An exact reproduction of all the entries is what the answer must contain.

# # #

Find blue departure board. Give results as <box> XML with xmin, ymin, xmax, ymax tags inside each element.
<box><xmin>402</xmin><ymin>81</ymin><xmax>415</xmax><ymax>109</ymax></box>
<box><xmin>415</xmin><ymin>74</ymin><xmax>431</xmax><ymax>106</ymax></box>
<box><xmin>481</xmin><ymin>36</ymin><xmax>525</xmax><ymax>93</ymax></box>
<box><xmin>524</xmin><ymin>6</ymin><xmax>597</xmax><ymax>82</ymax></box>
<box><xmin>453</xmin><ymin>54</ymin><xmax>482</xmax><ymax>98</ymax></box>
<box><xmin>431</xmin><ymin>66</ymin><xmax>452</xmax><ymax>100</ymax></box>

# # #

### REPLY
Find blue departure board. Give results as <box> XML with xmin, ymin, xmax, ymax tags inside each element.
<box><xmin>402</xmin><ymin>81</ymin><xmax>415</xmax><ymax>109</ymax></box>
<box><xmin>415</xmin><ymin>74</ymin><xmax>431</xmax><ymax>106</ymax></box>
<box><xmin>481</xmin><ymin>36</ymin><xmax>525</xmax><ymax>93</ymax></box>
<box><xmin>524</xmin><ymin>6</ymin><xmax>597</xmax><ymax>82</ymax></box>
<box><xmin>453</xmin><ymin>54</ymin><xmax>482</xmax><ymax>98</ymax></box>
<box><xmin>431</xmin><ymin>66</ymin><xmax>452</xmax><ymax>100</ymax></box>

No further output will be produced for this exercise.